----- RECORD SET -----

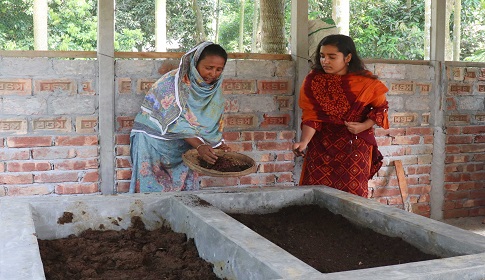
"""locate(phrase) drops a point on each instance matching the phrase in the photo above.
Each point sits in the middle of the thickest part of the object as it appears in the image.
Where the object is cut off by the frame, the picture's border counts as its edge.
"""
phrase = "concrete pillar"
(437, 57)
(299, 53)
(106, 90)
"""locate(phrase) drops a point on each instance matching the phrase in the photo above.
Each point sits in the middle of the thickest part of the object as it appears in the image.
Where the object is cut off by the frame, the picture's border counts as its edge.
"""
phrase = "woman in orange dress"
(341, 101)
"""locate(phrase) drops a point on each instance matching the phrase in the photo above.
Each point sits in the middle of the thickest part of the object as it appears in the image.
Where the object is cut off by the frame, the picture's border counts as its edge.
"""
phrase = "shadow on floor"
(475, 224)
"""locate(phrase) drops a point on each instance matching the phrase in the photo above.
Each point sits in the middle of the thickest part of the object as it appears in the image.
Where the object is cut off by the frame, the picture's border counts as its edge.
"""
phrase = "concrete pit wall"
(236, 251)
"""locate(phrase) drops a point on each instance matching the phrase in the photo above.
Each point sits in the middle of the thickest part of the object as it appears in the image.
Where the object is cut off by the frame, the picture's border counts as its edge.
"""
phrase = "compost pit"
(329, 242)
(134, 253)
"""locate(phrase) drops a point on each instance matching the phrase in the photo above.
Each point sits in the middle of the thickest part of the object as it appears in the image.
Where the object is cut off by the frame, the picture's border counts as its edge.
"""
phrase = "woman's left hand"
(207, 153)
(358, 127)
(224, 147)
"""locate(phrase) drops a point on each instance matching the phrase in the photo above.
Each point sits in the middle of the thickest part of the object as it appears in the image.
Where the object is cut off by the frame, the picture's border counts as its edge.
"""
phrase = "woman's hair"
(213, 49)
(345, 45)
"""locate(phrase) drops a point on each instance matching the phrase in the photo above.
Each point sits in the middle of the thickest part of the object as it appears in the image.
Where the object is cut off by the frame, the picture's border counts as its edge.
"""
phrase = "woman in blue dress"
(181, 111)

-----

Are you able to set down all the lines above exactly, without any pictures?

**COMPLETE RESPONSE:**
"""locate(phrase) drops a point on each instance matching the phrase in the photo above.
Each point sits in the middle of the thickest part of the object as it appears in the image.
Where the object is cut off by the frame, the picture's border counts as its edge.
"""
phrase = "concrete pillar"
(437, 57)
(299, 53)
(106, 90)
"""locate(phrase) drops a point on each instance matching the phrase in the photo above.
Each point sits in the middle of the thickest part of the object as it appears in the image.
Where the object is cut off by the frame, the picture's border counts as its edge.
"""
phrase = "woman in orange dress"
(341, 101)
"""locate(phrase) drops a point on each instance matching the phrase in the photo above.
Each point sits in the middle of the thickest part of the object as it appears in the image.
Where the object is cut off by the frame, the picture's border counts as its edge.
"""
phrase = "shadow on floor"
(475, 224)
"""locate(phrase) drops a point on each instance matching the phrase in the photo above.
Each point sits in the middle of the thickest part of the object as it appears in the image.
Where the object is cut off by the frame, the picture's border counts as its edge.
"""
phrase = "concrete pit wall"
(236, 251)
"""locate(phrase) drops a point on each instance matching the phrase in the photo above.
Each point sits in the middle of the thickest part of the object as it appears in the image.
Where the object is cut off by the frame, the picture's border counts as its edge.
"""
phrase = "compost pit"
(329, 242)
(134, 253)
"""locate(phrase) drops a point on each instance matching the phrase in the photo above.
Each point sits in the middle of the thickest part of the object as it appears in the image.
Where the object is cut off by the frame, the picture's border counts as its edge.
"""
phrase = "woman's left hand"
(207, 153)
(358, 127)
(224, 147)
"""locate(phrase) drops a point on each instance matching the phrase in the photo above.
Each point sits in the middle of the thickest part of the object as it appears in the image.
Where the object is cut off by the frame, the picture's border counts as its edge.
"""
phrase = "woman's hair"
(213, 49)
(345, 45)
"""locate(phrase) drops a point on each instance matching the phrase in the photo above.
Each point sits in the middle of the thickest part of the object as it appears in the image.
Where the object is cut off by the frame, the picture's border counts as its edge.
"""
phrase = "woman in blue dress"
(181, 111)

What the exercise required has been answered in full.